** START EXCERPTED PASSAGE **

Re: Initial feedback on the well-known URI Proposal from Roy T. Fielding on 2012-02-29 (public-tracking@w3.org from February 2012)

From: Roy T. Fielding <fielding@gbiv.com>
Date: Wed, 29 Feb 2012 11:54:00 -0800
To: Matthias Schunter <mts@zurich.ibm.com>
Cc: "public-tracking@w3.org" <public-tracking@w3.org>
Message-Id: <DE0D42D8-2285-4586-8A27-8541EB7074A1@gbiv.com>
On Feb 29, 2012, at 2:11 AM, Matthias Schunter wrote:

> I now had a closer look at your proposal to transmit tracking status
> via well-known URI.
> 
> I believe that both proposals, headers and URIs have benefits. I need
> to continue trying to understand their pros and cons.

My goal was to capture all of the WG's use cases, including those that
would be prohibitively expensive to include in a header.  I am hoping
that reviewers will consider all of the possible things they need from
a response, for whatever reasons they might need them, and make sure
that the tracking status resource satisfies those cases.  If not, it
is relatively easy to add those cases when working with a separate
resource.

> Here is some initial feedback on the proposal:
> 
> 1. I like the URI proposal and I believe it has its merit. We need to
> understand
>    whether URI/header or both are the avenue to go forward

I will be sad if we can't agree to have just the resource, unless we
have a use case that cannot be satisfied by the separate resource space.

> 2. A main goal of DNT (my perspective) is simplicity and ease of
> use/understanding. I believe that the overall scheme should be
> minimalistic to keep it as simple as possible. We spent time in
> Brussels slimming the headers to the minimal info that is essential.
> I'd like to do a similar exercise for your proposal.

My proposal has many more details because it satisfies several more
use cases than the header proposal.  For example, the echo DNT use case,
the ability to distinguish specific exceptions, providing a list of
domains to be considered first-party, extensibility, etc.
It is a complete proposal and, IMO, vastly superior to sending a header
field on every response because it satisfies all of the use cases
without impacting existing implementations or caching.

It has benefited from all of the prior discussion we have had on
header fields.  It is just a different way to address the same problem
(a more Web-centric, RESTful way, if I may add, though I bet somebody
will eventually complain that application/json isn't a hypertext type).

> This means that I would omit all fields that are not essential to make
> the proposal slim and similar to the headers.

** END EXCERPTED PASSAGE **

* REQUIRED TASKS:
#1 Copy the stretch of the well-known URI reply from "It has benefited" through "to the headers.", renaming "RESTful" as "resource-oriented".
#2 According to the reply on the well-known URI proposal, why does Fielding consider his proposal superior to sending a header field on every response?
#3 Proceed with the reply on the well-known URI proposal from where it stops.
The material that comes next is separate from the mailing-list message.

** START EXTRACTED INFORMATION **

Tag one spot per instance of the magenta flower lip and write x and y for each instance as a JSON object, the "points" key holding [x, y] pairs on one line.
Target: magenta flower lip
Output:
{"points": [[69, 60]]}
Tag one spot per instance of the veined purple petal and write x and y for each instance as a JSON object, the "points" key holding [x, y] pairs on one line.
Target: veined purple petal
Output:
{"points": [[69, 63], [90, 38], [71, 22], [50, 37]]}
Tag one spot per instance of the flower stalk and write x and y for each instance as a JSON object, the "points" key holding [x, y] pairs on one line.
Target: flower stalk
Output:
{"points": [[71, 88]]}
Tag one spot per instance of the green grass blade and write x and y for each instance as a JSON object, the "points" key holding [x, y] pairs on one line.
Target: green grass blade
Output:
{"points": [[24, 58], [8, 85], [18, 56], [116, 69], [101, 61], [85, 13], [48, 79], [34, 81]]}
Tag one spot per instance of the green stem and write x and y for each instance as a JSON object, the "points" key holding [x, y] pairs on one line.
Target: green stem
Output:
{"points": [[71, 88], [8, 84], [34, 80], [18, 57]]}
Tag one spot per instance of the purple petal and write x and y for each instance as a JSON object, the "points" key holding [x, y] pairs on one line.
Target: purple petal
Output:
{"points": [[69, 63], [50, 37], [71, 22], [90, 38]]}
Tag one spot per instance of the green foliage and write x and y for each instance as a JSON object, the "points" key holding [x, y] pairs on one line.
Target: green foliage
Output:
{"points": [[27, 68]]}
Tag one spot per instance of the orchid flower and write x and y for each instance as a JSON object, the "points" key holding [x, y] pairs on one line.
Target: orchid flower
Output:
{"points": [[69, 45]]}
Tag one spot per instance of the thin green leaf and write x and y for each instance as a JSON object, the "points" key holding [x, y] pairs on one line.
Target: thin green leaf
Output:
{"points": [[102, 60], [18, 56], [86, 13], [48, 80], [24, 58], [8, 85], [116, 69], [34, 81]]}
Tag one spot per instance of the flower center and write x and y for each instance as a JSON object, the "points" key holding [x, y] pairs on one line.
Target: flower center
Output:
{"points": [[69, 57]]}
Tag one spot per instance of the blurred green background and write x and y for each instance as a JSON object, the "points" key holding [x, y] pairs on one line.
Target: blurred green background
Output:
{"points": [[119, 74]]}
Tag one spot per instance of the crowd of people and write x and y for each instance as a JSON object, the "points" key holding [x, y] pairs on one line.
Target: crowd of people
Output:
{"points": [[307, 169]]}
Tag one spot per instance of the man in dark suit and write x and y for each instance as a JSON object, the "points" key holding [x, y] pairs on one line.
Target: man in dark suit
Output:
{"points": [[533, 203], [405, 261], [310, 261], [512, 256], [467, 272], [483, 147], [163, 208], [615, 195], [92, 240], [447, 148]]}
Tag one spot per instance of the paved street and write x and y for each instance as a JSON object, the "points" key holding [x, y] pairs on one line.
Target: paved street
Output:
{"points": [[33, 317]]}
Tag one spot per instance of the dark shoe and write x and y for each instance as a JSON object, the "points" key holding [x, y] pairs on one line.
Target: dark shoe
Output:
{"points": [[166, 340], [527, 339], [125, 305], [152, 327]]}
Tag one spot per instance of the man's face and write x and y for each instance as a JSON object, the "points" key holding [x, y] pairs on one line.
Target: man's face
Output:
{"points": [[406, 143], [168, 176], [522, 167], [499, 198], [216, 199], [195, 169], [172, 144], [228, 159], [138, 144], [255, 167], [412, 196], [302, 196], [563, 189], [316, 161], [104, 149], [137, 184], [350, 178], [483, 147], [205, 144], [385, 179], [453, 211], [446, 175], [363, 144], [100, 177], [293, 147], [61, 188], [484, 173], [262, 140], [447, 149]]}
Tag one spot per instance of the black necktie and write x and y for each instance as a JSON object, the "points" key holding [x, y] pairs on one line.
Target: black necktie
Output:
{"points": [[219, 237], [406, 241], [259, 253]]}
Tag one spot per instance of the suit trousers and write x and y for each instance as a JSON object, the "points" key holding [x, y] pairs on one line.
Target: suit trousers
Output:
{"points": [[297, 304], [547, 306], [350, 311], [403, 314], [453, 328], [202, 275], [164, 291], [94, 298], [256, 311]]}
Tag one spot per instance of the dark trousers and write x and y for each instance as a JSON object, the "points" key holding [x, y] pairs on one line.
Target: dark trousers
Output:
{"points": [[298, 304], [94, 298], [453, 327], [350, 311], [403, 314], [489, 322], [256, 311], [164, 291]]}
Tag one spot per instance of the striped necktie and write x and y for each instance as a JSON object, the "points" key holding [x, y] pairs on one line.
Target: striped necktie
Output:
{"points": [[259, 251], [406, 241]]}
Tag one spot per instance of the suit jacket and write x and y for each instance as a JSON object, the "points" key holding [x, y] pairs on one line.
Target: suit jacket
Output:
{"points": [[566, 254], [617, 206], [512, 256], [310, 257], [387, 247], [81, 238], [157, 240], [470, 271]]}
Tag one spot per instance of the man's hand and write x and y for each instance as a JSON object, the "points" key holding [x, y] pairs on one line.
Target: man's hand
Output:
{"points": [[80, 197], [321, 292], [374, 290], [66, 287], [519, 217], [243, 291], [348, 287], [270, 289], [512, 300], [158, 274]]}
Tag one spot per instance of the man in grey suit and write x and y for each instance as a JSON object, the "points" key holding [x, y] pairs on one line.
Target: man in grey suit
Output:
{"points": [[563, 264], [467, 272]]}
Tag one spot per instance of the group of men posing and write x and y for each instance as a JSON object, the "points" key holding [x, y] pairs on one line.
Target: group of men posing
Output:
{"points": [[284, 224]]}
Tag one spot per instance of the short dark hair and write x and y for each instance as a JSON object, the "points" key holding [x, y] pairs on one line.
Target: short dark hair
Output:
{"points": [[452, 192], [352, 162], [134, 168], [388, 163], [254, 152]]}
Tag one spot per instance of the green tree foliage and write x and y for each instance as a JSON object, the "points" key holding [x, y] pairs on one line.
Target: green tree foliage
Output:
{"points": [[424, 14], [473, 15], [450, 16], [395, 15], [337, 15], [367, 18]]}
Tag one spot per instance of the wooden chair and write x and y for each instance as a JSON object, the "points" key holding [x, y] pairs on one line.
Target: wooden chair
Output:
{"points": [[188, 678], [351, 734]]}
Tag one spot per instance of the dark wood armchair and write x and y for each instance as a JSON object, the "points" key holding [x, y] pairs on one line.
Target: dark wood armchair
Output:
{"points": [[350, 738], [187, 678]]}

** END EXTRACTED INFORMATION **

* EXPECTED OUTPUTS:
#1
It has benefited from all of the prior discussion we have had on
header fields.  It is just a different way to address the same problem
(a more Web-centric, resource-oriented way, if I may add, though I bet somebody
will eventually complain that application/json isn't a hypertext type).

> This means that I would omit all fields that are not essential to make
> the proposal slim and similar to the headers.

#2 He says his proposal satisfies all of the use cases without impacting existing implementations or caching.

#3
> - Fields I would remove are
>  same-site, edits, partners, received (we agreed that it is not
> needed; it no longer exists in the headers either)

That would eliminate the use cases for identifying the scope of first-party,
providing individual control over the data that has been collected,
providing fair warning (before the real resource request) of what
third-party trackers are used by the site, and echoing the DNT field
back to the client to detect evil intermediaries.  The only reason
we don't have those cases handled by the header field is because it
would be prohibitively expensive to do so in headers, either because
of the size or because of the effect on the cacheability of normal
responses.  Hence, your suggested deletions would remove most of the
reasons why the resource fulfills the needs of the privacy and
regulator folks better than the header field proposal.

I am not wedded to the member names -- same-site just seemed more
natural than first-party-scope.  I am not sure if we need the use case
for partners (identifying third-parties before one goes to the site),
since that may be too hard to manage, but it should at least be
considered by the WG.

> - I am not sure about the options as a separate field since the policy
> may link to it, too.

Specific links to enable individual control is a requirement
of the regulators.  They should not be buried in a policy doc.

> - I also would focus on fields that are usually static (e.g.,
>  not having a 'received' field)

Why?  The main reason I wasn't able to convince folks at the start
of the header field discussion that a well-known resource would satisfy
their concerns is the preconception that such a resource is always
just a file -- that it couldn't be dynamic enough.  This proposal
demonstrates how dynamic it can be.

> 3. I would fold 'tracking' and 'response' into a single field that has
> the same values as the headers (no-tracking, first-party,
> service-provider, tracking)

I have no interest in that change, for efficiency reasons.  Most sites
do no tracking of any kind, and having that declared by a boolean up
front allows for the use case of sites that don't want to be associated
with the tracking-but-limited-to-exemptions sites.

> 4. A new comment: While I understand the idea of the path field
> (scoping of status objects), I do not understand its semantics enough.
> E.g., I would not know what status object to apply if there are two
> objects
>  Well-known URI			Path in Object
>  /sub						/
>  /							/sub

The spec describes a specific algorithm for deciding it in 5.1.2:

    A user agent may check the tracking status for a given resource URI by
    making a retrieval request for the well-known address
      /.well-known/dnt
    relative to that URI.
    ...

    Once the tracking status representation is obtained, parse the
    representation as JSON to extract the Javascript status-object.
    If parsing results in a syntax error, the user agent should
    consider the site to be non-conformant with this protocol.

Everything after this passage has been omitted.